* ASSIGNED TASK: In full and without alteration, output each record given here.

* RECORDS PROVIDED:
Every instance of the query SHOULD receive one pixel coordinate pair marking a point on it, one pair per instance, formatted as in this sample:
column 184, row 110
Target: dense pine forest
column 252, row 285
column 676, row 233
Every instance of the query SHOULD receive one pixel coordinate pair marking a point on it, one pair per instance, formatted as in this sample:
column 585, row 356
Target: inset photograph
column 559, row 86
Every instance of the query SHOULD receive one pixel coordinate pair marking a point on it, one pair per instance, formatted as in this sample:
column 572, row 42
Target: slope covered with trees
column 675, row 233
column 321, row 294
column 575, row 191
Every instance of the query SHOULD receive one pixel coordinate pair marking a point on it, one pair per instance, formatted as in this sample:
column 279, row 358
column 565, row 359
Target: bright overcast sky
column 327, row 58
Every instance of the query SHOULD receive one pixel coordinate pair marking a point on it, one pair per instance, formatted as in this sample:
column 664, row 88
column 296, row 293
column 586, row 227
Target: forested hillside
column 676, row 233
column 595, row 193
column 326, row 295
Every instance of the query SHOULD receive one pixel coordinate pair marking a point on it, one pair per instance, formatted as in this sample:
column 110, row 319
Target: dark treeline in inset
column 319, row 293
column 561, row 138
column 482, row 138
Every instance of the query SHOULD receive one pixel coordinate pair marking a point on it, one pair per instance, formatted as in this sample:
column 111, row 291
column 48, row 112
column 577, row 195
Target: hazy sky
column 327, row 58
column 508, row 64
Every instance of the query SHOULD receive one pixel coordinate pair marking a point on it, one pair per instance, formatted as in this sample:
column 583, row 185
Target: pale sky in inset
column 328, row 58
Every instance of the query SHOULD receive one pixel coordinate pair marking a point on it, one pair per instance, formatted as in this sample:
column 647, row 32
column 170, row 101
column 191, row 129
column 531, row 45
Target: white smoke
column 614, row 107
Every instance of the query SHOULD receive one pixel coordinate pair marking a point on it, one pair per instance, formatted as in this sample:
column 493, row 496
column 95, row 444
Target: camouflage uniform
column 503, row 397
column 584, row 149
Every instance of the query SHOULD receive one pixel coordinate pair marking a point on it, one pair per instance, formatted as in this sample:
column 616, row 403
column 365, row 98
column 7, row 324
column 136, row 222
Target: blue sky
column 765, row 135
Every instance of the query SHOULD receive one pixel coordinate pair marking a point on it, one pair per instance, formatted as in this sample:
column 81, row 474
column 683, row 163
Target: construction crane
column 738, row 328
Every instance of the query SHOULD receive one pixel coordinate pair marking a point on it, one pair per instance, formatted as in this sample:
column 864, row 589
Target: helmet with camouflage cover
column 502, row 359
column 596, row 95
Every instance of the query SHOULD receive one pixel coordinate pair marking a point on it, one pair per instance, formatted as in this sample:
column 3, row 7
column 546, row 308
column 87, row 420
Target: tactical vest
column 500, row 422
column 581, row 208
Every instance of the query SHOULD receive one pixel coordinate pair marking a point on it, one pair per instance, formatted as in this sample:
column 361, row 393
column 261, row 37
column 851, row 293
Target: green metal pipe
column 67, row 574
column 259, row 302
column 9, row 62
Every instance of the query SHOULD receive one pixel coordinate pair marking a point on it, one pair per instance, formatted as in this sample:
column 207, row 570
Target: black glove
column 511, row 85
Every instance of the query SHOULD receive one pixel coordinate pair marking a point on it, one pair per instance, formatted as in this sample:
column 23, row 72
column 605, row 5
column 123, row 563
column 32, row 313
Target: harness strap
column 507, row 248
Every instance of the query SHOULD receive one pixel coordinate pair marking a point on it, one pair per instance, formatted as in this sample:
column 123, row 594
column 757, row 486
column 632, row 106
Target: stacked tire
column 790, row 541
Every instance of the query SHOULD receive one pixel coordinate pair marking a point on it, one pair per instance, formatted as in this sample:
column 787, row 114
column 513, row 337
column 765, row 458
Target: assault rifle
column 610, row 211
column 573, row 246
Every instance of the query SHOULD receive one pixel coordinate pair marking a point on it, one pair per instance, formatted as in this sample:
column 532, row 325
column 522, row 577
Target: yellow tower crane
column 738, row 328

* RESULT:
Every instance of the query SHOULD receive one pixel coordinate pair marking a point on it, one pair per instance, formatted as in this sample:
column 184, row 110
Target: dense pine forest
column 252, row 285
column 676, row 233
Every instance of the query SHOULD receive one pixel coordinate pair marking a point on it, one pair per instance, formatted as in this sample:
column 585, row 356
Target: inset photograph
column 559, row 86
Every instance of the query SHOULD receive one pixel coordinate pair marking a point on it, one pair per instance, formatted as in this sample:
column 572, row 42
Target: slope covered with trees
column 675, row 233
column 321, row 294
column 575, row 191
Every instance of the query SHOULD receive one pixel coordinate pair marking a point on it, one pair per instance, formatted as in this sample:
column 279, row 358
column 565, row 359
Target: bright overcast sky
column 327, row 58
Every instance of the query SHOULD receive one pixel coordinate pair marking a point on it, one pair per instance, formatted as in this sample:
column 664, row 88
column 296, row 293
column 586, row 227
Target: forested hillside
column 676, row 233
column 595, row 193
column 326, row 295
Every instance of the query SHOULD receive one pixel coordinate pair marking a point on it, one pair per instance, formatted as in this sample:
column 110, row 319
Target: dark treeline in inset
column 319, row 293
column 561, row 138
column 482, row 138
Every instance of the query SHOULD receive one pixel coordinate pair marking a point on it, one pair per instance, formatted as in this sample:
column 111, row 291
column 48, row 112
column 577, row 195
Target: hazy sky
column 327, row 58
column 508, row 64
Every instance of the query SHOULD receive one pixel coordinate pair marking a point on it, one pair per instance, formatted as in this sample:
column 583, row 185
Target: pale sky in inset
column 328, row 58
Every instance of the query SHOULD receive one pixel coordinate pair marking a point on it, one pair per instance, formatted as in this sample:
column 647, row 32
column 170, row 101
column 191, row 129
column 531, row 45
Target: white smoke
column 614, row 107
Every instance of the query SHOULD receive one pixel coordinate pair marking a point on it, one pair per instance, formatted as in this sample:
column 493, row 496
column 95, row 444
Target: camouflage uniform
column 503, row 397
column 584, row 149
Every instance of the query SHOULD receive one pixel coordinate pair marking a point on it, one pair per instance, formatted as in this sample:
column 616, row 403
column 365, row 98
column 7, row 324
column 136, row 222
Target: blue sky
column 765, row 135
Every instance of the query SHOULD receive one pixel coordinate pair marking a point on it, one pair per instance, formatted as in this sample:
column 81, row 474
column 683, row 163
Target: construction crane
column 738, row 328
Every instance of the query SHOULD receive one pixel coordinate pair marking a point on it, one pair per instance, formatted as in this sample:
column 864, row 589
Target: helmet with camouflage cover
column 502, row 359
column 596, row 95
Every instance of the query SHOULD receive one pixel coordinate pair marking a point on it, one pair per instance, formatted as in this sample:
column 3, row 7
column 546, row 308
column 87, row 420
Target: tactical vest
column 500, row 422
column 581, row 208
Every instance of the query SHOULD receive one pixel coordinate pair marking a point on it, one pair per instance, formatted as in this sample:
column 361, row 393
column 261, row 37
column 851, row 293
Target: green metal pipe
column 67, row 574
column 259, row 302
column 9, row 62
Every instance of the query SHOULD receive one pixel coordinate pair marking a point on it, one pair per instance, formatted as in this sample:
column 207, row 570
Target: black glove
column 511, row 85
Every instance of the query SHOULD receive one pixel coordinate pair marking a point on it, one pair per instance, formatted as in this sample:
column 23, row 72
column 605, row 5
column 123, row 563
column 32, row 313
Target: harness strap
column 507, row 248
Every instance of the query SHOULD receive one pixel coordinate pair marking a point on it, one pair per instance, formatted as in this sample:
column 123, row 594
column 757, row 486
column 632, row 106
Target: stacked tire
column 790, row 541
Every instance of the query SHOULD receive one pixel coordinate pair marking a point on it, one pair per instance, formatted as in this sample:
column 787, row 114
column 513, row 337
column 765, row 458
Target: assault rifle
column 610, row 211
column 573, row 246
Every instance of the query SHOULD receive one pixel coordinate pair marking a point on it, one pair per instance, formatted as in this sample:
column 532, row 325
column 522, row 577
Target: yellow tower crane
column 738, row 328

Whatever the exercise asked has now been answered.